BEGIN Extracted data

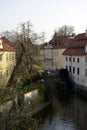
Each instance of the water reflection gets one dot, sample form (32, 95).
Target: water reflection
(66, 114)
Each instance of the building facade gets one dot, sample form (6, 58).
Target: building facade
(75, 61)
(7, 61)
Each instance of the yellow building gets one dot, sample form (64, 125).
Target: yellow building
(7, 61)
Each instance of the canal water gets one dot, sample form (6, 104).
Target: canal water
(67, 112)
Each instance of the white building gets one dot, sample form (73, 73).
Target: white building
(75, 60)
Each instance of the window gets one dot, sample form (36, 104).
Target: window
(73, 59)
(0, 56)
(85, 59)
(78, 71)
(78, 60)
(73, 70)
(85, 72)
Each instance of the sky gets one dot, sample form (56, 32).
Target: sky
(45, 15)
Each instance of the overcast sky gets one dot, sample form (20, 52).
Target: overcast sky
(45, 15)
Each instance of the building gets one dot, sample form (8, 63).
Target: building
(75, 59)
(51, 52)
(7, 60)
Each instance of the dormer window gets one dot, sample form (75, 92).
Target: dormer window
(1, 46)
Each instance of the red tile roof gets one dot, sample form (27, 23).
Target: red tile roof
(7, 45)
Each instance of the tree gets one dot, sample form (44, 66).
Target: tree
(65, 30)
(28, 52)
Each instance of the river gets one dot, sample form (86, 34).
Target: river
(66, 113)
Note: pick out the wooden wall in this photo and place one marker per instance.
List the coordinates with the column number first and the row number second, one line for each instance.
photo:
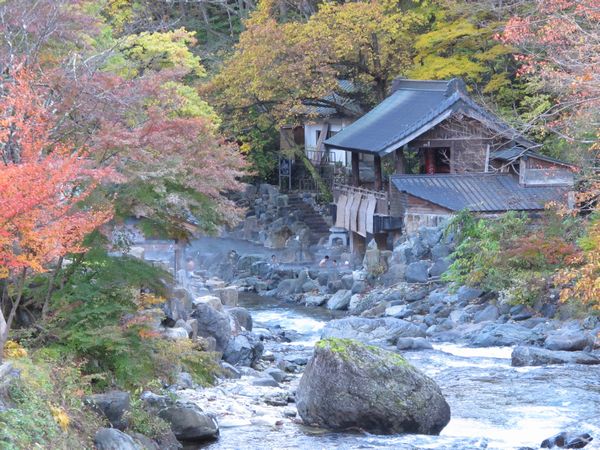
column 467, row 139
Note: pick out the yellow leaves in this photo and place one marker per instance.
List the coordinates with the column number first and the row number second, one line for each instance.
column 13, row 350
column 61, row 417
column 157, row 51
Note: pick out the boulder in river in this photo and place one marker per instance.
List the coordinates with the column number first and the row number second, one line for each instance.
column 348, row 385
column 213, row 323
column 535, row 356
column 113, row 405
column 190, row 424
column 570, row 340
column 113, row 439
column 244, row 349
column 379, row 331
column 340, row 300
column 504, row 334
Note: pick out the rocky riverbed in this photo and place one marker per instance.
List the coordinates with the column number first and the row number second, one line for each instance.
column 494, row 405
column 512, row 375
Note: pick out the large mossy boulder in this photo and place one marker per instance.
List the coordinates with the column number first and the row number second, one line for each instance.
column 350, row 385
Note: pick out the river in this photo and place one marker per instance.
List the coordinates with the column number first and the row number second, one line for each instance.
column 494, row 405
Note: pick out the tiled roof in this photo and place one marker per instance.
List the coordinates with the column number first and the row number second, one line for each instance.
column 480, row 192
column 413, row 108
column 513, row 153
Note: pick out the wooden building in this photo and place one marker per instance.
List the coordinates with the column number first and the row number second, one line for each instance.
column 435, row 151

END Extracted data

* [What is asked] Copy, exactly and exclusively, the lines beginning with the one that contains "Each instance of the river" and ending with the last line of the listing; pictures are to be omitted.

* [Task output]
Each instance of the river gets one dot, sample form (86, 34).
Target: river
(66, 113)
Note: pick out the wooden wall in this photo and place one marker per instance.
List the coordinates with the column number first and the row number second, one line for each instance.
photo:
column 467, row 139
Note: pick out the yellow leaves in this photo and place one marker per instance.
List the coordinates with the column number first and the row number second, one line for each instance.
column 13, row 350
column 61, row 417
column 157, row 51
Note: pick out the boulder in river in this photo and place one marker per instance.
List the coordinates with the column number first and the row number second, one line for each instance.
column 348, row 385
column 213, row 323
column 535, row 356
column 113, row 405
column 190, row 424
column 570, row 340
column 113, row 439
column 244, row 349
column 379, row 331
column 340, row 300
column 504, row 334
Note: pick out the rocky riverbed in this photo and place one marker per instance.
List the coordinates with the column number first and the row number second, one line for each instance.
column 494, row 405
column 512, row 375
Note: pick out the large mossy boulder in this photo and place one marker per instance.
List the coordinates with the column number first and the row number second, one line for each instance.
column 350, row 385
Note: pick out the river in this photo and place one marker per instance.
List the coordinates with the column number first and the row number second, one line for each instance.
column 494, row 405
Note: pick out the tiled roof in this photo and place one marker per instance.
List the coordinates with the column number first and the row number second, one line for each instance.
column 480, row 192
column 413, row 108
column 513, row 153
Note: pick out the wooden building in this photo and place one marker per instance.
List the coordinates with the column number first and the row number second, one line for each instance.
column 435, row 151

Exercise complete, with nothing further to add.